Your assignment: Reproduce the material below word for word, starting from its beginning and stopping after the line that contains "positive clicks: (150, 516) (189, 455)". Omit the pictures.

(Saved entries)
______
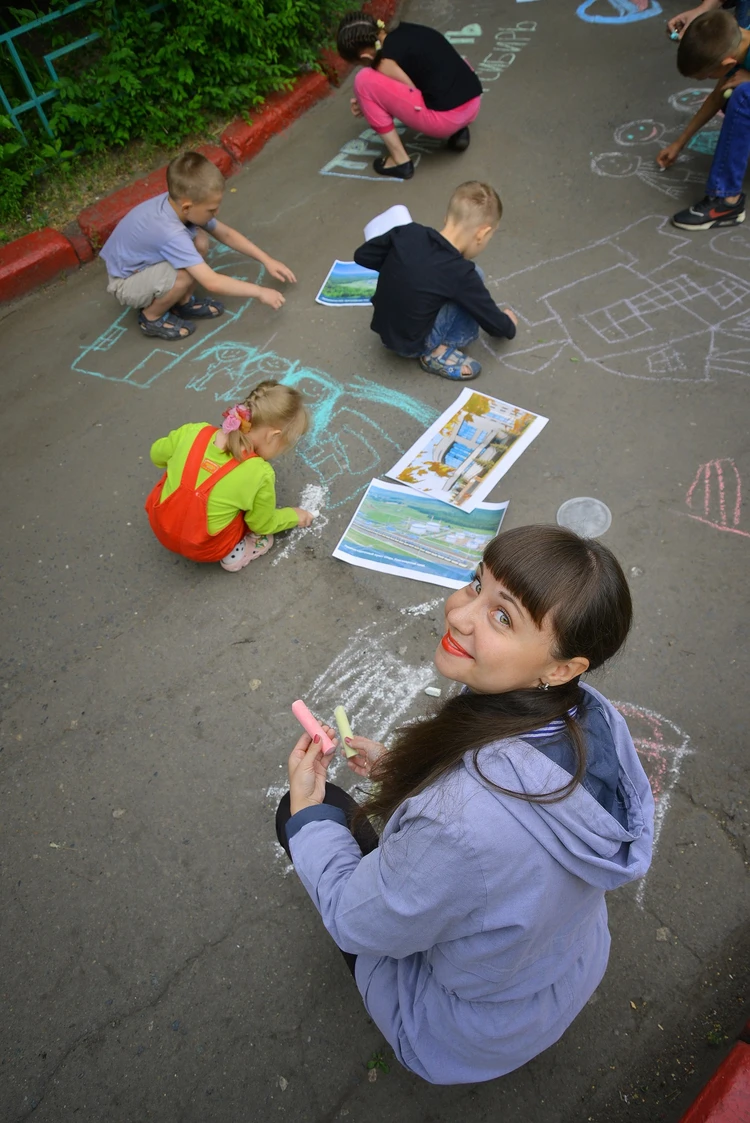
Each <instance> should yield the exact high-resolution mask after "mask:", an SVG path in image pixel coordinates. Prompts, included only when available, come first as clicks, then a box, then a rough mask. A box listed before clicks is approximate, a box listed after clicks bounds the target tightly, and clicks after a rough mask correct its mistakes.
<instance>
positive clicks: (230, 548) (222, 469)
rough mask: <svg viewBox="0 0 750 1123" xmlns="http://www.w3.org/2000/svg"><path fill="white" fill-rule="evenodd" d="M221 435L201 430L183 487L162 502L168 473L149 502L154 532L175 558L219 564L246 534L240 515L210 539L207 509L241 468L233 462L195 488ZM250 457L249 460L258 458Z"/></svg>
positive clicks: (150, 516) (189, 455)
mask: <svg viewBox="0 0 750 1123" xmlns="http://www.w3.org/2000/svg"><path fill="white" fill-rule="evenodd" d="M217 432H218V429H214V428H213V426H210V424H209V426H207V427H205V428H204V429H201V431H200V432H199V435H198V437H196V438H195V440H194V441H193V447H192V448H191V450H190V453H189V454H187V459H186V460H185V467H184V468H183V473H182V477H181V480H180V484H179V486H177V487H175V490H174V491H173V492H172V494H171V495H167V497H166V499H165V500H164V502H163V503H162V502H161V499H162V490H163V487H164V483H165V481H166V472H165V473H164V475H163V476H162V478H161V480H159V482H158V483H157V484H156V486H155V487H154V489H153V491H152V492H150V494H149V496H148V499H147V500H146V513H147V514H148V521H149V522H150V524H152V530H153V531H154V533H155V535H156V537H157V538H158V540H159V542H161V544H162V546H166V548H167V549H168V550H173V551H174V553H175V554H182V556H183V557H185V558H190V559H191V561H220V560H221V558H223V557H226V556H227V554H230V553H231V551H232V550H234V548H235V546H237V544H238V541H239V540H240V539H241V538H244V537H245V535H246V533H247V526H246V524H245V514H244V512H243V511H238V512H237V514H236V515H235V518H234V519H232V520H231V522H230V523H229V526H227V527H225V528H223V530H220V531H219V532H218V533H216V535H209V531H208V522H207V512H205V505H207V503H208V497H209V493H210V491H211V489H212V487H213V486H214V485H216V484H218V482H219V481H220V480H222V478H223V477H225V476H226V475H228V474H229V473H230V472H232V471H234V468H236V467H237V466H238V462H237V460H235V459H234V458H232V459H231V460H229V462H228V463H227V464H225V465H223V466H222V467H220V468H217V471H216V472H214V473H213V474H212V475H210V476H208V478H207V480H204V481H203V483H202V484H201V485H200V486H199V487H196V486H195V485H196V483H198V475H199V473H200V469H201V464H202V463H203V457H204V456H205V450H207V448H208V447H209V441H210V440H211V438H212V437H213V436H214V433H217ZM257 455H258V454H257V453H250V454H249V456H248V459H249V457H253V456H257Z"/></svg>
______
Result of this exercise:
Each <instance> should yield the exact high-resolution mask after "mask:", an SVG path in image pixel coordinates. Prompts, included only when available, come first as clicks, then a box, then a rough mask. A box listed before clicks is approximate, a box listed after clicks bounds the target tightly, and clicks after a rough mask correct its mistakes.
<instance>
positive clicks: (230, 548) (222, 469)
rough mask: <svg viewBox="0 0 750 1123" xmlns="http://www.w3.org/2000/svg"><path fill="white" fill-rule="evenodd" d="M221 435L201 430L183 487L162 502L168 473L149 502L154 532L175 558L219 564L246 534L240 515L210 539L207 509L241 468L233 462L195 488ZM250 457L249 460L258 458Z"/></svg>
positive clicks: (150, 516) (189, 455)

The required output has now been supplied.